»»

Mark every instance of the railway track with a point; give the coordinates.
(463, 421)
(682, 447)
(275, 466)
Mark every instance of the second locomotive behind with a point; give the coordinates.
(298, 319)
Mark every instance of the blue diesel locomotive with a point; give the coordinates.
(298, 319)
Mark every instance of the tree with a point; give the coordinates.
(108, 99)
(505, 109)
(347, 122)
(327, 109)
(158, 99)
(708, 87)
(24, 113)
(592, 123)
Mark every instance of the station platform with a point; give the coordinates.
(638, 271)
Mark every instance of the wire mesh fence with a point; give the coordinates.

««

• Work to complete: Format all of the rows above as a JSON list of strings with one string per line, leaving out blank lines.

• The completed task:
[
  "Mark every instance of the railway track with a point; give the coordinates.",
  "(463, 421)",
  "(682, 447)",
  "(275, 466)",
  "Mark every instance of the second locomotive behind with a point; give the coordinates.",
  "(298, 319)",
  "Mark every instance of the blue diesel locomotive with a point; give the coordinates.",
  "(298, 319)",
  "Mark every instance of the tree with a point; give the coordinates.",
  "(108, 99)",
  "(505, 109)",
  "(347, 122)",
  "(327, 109)",
  "(158, 99)",
  "(708, 87)",
  "(24, 113)",
  "(592, 123)",
  "Mark every instance of the station platform with a point; give the coordinates.",
  "(638, 271)",
  "Mark every instance of the wire mesh fence with a point; give the coordinates."
]